Written problem →
Locate every line in the listing below that contains the word "hair" and copy each of those lines.

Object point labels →
═══

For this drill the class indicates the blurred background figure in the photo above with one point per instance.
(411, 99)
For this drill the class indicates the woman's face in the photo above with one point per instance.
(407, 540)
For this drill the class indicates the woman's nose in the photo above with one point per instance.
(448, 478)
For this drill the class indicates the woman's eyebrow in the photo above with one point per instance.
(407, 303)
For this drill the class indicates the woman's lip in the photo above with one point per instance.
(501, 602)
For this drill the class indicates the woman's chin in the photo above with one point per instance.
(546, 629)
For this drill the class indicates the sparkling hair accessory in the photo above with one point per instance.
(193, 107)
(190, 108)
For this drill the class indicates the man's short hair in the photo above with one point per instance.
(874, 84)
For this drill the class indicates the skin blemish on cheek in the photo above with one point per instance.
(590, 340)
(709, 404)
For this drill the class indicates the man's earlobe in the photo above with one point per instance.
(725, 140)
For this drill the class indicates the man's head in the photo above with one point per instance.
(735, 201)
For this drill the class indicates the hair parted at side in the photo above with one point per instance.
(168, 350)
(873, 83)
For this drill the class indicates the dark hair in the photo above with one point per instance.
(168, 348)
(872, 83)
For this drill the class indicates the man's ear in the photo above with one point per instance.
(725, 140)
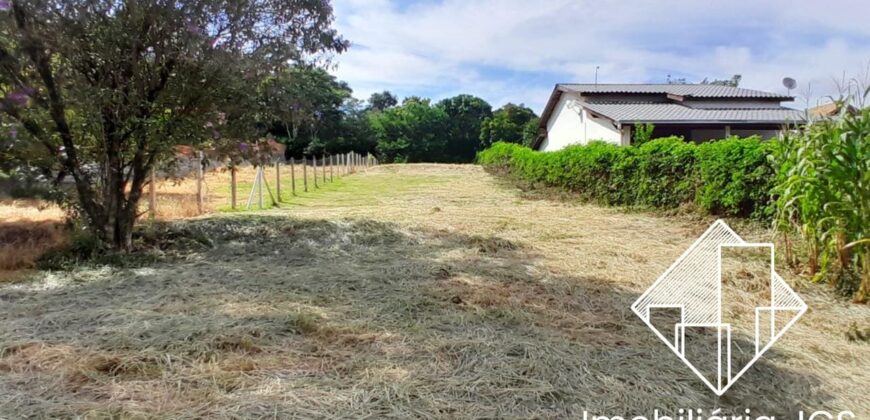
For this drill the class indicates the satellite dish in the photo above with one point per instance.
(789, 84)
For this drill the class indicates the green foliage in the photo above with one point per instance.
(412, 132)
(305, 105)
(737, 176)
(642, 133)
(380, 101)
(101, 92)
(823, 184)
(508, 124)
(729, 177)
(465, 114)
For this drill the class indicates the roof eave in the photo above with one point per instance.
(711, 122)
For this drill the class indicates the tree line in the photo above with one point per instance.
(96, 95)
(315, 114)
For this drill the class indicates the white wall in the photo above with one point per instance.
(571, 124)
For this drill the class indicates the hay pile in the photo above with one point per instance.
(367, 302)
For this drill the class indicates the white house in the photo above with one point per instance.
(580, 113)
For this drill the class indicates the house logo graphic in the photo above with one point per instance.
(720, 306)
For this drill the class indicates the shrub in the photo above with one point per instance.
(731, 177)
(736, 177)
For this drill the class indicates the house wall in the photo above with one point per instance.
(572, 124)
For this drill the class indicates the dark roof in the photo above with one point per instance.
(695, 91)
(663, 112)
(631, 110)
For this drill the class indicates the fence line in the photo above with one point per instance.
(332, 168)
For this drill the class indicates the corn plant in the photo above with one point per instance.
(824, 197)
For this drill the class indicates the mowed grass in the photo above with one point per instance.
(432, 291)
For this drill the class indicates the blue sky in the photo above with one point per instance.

═══

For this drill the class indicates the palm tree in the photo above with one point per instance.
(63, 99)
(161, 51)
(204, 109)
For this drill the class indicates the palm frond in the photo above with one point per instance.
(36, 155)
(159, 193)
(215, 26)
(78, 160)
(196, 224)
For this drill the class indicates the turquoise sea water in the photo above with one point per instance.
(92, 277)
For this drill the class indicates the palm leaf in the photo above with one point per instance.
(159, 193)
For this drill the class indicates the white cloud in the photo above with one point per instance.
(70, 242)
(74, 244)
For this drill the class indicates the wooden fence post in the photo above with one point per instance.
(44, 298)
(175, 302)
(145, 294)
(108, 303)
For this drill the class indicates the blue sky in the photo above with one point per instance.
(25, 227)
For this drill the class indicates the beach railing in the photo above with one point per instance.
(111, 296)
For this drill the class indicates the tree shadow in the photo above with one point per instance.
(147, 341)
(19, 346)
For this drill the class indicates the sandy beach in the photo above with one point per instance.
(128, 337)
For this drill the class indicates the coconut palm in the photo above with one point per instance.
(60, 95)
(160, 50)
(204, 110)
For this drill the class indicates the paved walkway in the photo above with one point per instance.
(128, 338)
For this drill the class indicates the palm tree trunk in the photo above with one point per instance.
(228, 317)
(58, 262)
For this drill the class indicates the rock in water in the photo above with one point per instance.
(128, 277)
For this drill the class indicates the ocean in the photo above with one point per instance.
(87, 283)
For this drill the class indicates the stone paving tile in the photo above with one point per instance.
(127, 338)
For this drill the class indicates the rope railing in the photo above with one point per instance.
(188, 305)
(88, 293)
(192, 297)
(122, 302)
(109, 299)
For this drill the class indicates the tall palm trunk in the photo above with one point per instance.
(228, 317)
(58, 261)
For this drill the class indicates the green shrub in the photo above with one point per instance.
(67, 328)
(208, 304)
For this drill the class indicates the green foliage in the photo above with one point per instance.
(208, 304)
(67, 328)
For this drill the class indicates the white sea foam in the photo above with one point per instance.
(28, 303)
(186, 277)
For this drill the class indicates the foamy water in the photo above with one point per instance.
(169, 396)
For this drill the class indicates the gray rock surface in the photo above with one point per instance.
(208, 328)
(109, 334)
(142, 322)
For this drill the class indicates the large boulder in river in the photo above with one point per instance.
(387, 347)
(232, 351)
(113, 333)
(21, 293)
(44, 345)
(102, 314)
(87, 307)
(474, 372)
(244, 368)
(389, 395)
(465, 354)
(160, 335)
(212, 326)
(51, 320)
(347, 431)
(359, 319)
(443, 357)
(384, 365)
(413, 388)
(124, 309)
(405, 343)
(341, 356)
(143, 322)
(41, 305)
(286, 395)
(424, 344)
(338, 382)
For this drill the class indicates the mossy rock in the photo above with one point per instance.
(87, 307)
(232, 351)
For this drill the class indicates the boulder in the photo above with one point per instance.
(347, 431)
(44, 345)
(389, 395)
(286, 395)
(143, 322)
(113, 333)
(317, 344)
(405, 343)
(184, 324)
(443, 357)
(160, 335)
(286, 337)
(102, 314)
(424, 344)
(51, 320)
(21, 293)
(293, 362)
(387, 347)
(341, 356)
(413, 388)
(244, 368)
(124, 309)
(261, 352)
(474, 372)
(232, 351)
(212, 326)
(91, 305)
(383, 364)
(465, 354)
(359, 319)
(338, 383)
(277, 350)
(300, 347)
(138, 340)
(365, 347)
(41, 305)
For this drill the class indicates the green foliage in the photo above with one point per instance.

═══

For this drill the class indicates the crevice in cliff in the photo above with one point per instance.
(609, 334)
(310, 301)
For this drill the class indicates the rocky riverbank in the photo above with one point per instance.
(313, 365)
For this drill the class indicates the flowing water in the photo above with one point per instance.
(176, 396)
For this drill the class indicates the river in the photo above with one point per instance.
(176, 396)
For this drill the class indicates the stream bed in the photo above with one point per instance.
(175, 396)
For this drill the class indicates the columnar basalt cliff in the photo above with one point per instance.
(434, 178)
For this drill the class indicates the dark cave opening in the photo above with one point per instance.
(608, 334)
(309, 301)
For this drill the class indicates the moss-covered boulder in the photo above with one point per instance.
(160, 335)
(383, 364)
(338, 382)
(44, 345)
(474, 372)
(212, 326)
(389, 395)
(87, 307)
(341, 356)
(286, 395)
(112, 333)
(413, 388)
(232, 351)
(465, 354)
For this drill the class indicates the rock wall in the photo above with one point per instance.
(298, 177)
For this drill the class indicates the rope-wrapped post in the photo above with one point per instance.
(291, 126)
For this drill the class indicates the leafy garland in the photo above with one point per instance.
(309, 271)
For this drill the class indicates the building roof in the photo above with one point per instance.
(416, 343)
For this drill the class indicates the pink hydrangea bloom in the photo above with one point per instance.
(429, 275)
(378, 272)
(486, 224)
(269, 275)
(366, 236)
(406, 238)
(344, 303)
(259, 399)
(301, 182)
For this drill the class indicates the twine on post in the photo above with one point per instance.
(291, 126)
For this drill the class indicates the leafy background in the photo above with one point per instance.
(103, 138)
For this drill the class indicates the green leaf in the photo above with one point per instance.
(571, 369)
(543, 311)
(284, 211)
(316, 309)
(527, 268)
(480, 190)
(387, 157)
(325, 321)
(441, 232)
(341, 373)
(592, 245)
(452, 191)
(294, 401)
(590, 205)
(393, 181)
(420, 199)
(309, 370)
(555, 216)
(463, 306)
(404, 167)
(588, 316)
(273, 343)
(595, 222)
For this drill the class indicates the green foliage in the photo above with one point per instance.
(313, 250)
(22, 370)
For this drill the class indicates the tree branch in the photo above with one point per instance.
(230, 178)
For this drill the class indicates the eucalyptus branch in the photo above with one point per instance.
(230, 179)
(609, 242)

═══

Result →
For this drill the class indicates the sparkling hair accessory in the photo above with one point per instance.
For this drill the class indicates the man's short hair in the photo above with one point per instance.
For this drill the class indicates the hair parted at side in the photo above with one point per instance.
For this drill the class indicates the dark hair in the photo above with one point per instance.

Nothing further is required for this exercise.